Exercise description:
Return the items from the line containing "Mark the innermost point of each instance of the winged" through the line containing "x=199, y=114", reproducing each line verbatim.

Input rows:

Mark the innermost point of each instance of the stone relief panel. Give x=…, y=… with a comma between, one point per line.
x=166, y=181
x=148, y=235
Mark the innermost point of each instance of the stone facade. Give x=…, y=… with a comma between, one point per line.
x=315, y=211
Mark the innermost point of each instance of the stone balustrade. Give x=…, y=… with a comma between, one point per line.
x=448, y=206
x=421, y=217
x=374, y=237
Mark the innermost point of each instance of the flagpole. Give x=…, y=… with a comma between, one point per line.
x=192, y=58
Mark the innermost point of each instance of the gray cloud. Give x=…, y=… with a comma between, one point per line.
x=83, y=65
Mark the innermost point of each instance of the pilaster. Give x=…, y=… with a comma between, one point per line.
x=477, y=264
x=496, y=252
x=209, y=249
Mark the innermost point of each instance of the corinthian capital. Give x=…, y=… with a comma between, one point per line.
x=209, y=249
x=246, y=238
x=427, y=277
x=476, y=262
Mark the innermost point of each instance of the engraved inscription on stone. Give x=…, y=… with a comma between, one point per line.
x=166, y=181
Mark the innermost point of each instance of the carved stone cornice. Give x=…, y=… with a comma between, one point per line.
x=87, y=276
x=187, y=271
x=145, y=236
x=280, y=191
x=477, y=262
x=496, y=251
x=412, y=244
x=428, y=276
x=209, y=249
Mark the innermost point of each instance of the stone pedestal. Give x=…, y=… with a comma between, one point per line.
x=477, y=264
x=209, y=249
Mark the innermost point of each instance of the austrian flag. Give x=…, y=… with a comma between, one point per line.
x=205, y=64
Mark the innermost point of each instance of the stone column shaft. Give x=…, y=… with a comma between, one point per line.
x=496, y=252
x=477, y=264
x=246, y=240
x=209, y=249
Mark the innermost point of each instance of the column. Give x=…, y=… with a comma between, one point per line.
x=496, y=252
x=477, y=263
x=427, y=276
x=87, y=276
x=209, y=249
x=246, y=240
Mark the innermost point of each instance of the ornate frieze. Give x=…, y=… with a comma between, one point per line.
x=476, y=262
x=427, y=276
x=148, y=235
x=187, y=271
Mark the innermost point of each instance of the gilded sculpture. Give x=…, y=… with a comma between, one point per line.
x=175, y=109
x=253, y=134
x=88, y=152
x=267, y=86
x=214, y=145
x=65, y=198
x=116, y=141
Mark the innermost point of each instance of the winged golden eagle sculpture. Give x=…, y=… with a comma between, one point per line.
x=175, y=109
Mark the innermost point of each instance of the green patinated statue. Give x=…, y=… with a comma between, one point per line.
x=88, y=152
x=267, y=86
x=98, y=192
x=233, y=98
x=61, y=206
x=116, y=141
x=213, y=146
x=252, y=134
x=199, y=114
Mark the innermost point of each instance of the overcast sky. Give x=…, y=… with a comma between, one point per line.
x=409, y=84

Reply to the exercise:
Mark the innermost point of each instance of the winged golden eagle sculpture. Give x=…, y=… with a comma between, one point per line.
x=175, y=109
Mark the innermost point of each instance of the green patinated statue. Give x=…, y=… with a comma between, one point per line.
x=88, y=152
x=267, y=86
x=98, y=192
x=233, y=98
x=61, y=206
x=116, y=141
x=213, y=146
x=252, y=134
x=199, y=114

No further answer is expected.